*Stored data:*
· · · · · · ·

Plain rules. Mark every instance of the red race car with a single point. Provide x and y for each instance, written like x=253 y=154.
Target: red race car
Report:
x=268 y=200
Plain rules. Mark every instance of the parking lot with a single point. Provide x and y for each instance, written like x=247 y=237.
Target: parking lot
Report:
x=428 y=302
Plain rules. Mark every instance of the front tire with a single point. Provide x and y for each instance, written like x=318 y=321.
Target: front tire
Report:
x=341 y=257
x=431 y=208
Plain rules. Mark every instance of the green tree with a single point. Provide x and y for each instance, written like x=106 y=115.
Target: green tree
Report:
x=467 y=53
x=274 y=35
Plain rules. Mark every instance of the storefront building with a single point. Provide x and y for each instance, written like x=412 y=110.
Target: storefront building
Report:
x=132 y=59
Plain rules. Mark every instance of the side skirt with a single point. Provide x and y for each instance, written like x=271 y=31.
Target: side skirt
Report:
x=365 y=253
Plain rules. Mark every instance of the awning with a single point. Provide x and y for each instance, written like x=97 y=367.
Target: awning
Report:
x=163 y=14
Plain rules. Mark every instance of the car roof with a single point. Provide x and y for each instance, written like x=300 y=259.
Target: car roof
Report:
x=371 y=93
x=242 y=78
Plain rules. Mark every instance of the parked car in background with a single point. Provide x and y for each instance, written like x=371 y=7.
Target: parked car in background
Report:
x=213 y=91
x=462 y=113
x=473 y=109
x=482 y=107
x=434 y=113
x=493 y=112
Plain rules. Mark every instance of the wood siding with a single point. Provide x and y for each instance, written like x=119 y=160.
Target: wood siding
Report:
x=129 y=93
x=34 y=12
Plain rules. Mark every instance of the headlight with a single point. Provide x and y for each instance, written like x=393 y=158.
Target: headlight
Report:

· · · · · · ·

*What needs to be done:* Once the line containing "Plain rules. Mark every instance of the parking" has been retyped, stop. Begin at the first line of the material and reproduce every line up to it exactly.

*Task answer:*
Plain rules. Mark every instance of the red race car with a single point. Provide x and y for each instance, written like x=253 y=154.
Target: red race car
Report:
x=268 y=200
Plain rules. Mark every instance of the parking lot with a single point. Provide x and y for each instance, written like x=247 y=237.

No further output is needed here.